Records to process:
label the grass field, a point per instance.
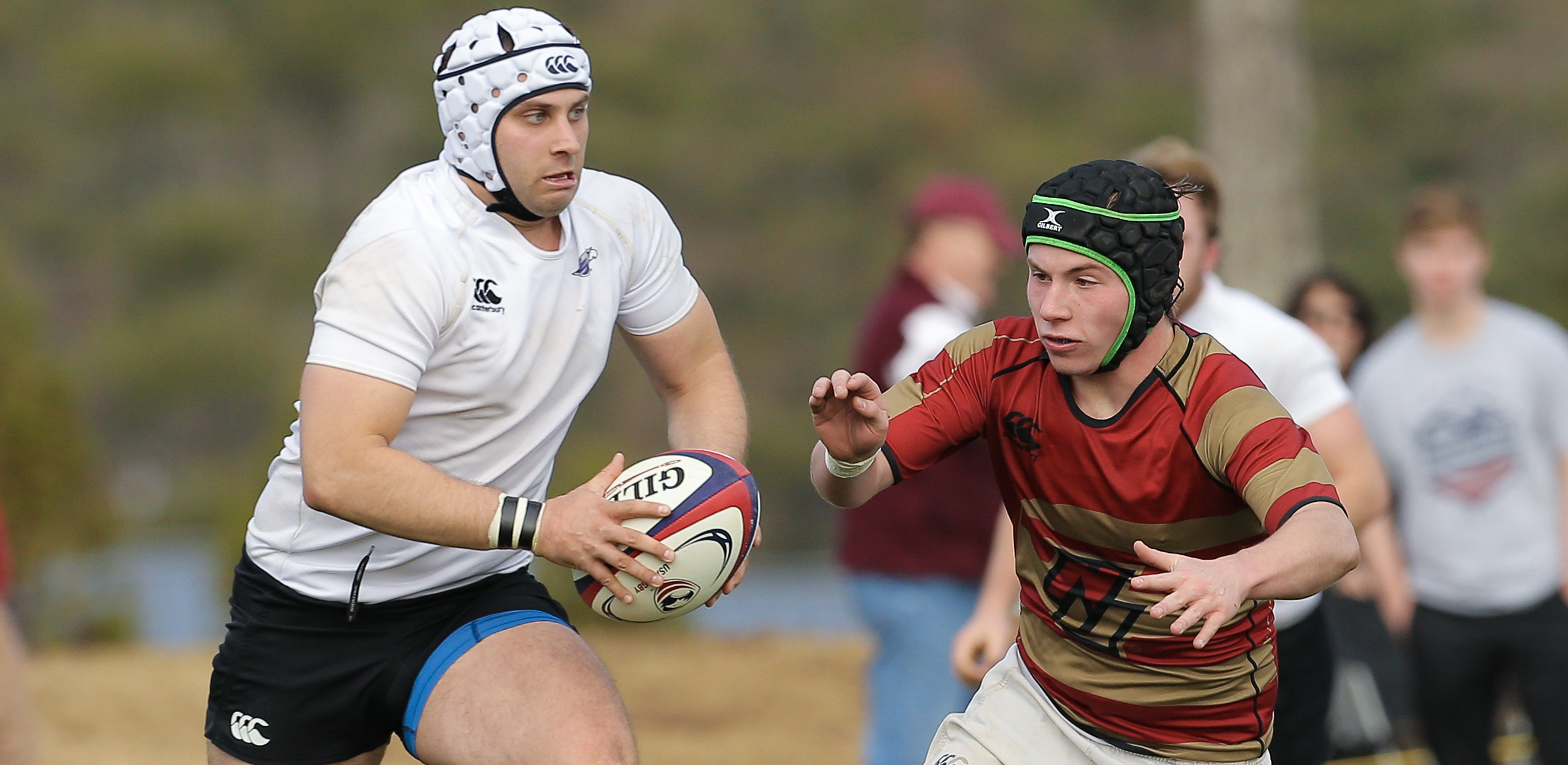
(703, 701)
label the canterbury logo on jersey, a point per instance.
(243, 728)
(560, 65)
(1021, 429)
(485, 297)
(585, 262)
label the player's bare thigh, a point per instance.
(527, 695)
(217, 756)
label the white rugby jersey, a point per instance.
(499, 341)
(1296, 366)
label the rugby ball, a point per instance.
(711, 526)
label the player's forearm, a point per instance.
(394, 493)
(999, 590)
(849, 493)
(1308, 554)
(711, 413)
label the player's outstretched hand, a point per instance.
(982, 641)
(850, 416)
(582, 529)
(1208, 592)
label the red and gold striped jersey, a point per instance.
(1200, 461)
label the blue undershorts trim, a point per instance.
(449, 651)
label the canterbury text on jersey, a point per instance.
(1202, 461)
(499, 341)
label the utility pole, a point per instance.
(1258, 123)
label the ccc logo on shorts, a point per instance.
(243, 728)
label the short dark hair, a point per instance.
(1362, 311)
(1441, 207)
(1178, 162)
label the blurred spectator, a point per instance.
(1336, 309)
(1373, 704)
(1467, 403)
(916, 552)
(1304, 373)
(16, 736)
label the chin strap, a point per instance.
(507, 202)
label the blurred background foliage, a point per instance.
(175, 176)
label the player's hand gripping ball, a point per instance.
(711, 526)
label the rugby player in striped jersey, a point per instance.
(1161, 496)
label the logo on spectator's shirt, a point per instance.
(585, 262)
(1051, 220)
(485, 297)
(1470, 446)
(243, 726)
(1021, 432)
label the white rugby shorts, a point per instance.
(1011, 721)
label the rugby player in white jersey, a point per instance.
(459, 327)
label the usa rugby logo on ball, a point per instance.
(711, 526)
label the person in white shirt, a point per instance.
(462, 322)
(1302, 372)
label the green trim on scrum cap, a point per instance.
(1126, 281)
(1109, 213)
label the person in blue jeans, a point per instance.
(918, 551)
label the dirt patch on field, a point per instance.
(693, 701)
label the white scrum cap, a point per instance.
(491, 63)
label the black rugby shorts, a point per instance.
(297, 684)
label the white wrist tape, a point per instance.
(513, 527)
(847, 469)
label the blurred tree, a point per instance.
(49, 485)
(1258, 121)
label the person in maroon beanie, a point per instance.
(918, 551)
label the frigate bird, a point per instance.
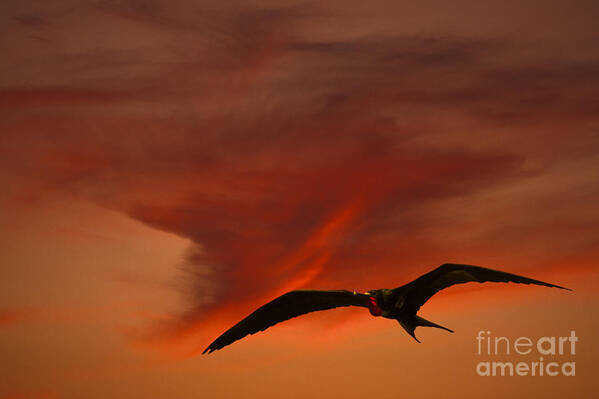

To be done: Offset the point coordinates by -8: begin at the line of the data that contains "label the person in blue" and stop after the last line of the data, including both. Reproduce every line in that range with the coordinates adjusted, and leave out the pictures.

Answer to the task:
label the person in blue jeans, a point per instance.
(910, 543)
label the dirt patch on field, a point per instance.
(685, 693)
label the white scrum cap, a point per instance.
(483, 55)
label the black rugby shorts, a point per instance.
(289, 676)
label the white wrist tape, a point per instance.
(505, 519)
(839, 461)
label the blurred tree, a point per instance.
(41, 477)
(1250, 113)
label the person in maroon beanie, a point per instance.
(910, 543)
label the frigate bird, a point per instance.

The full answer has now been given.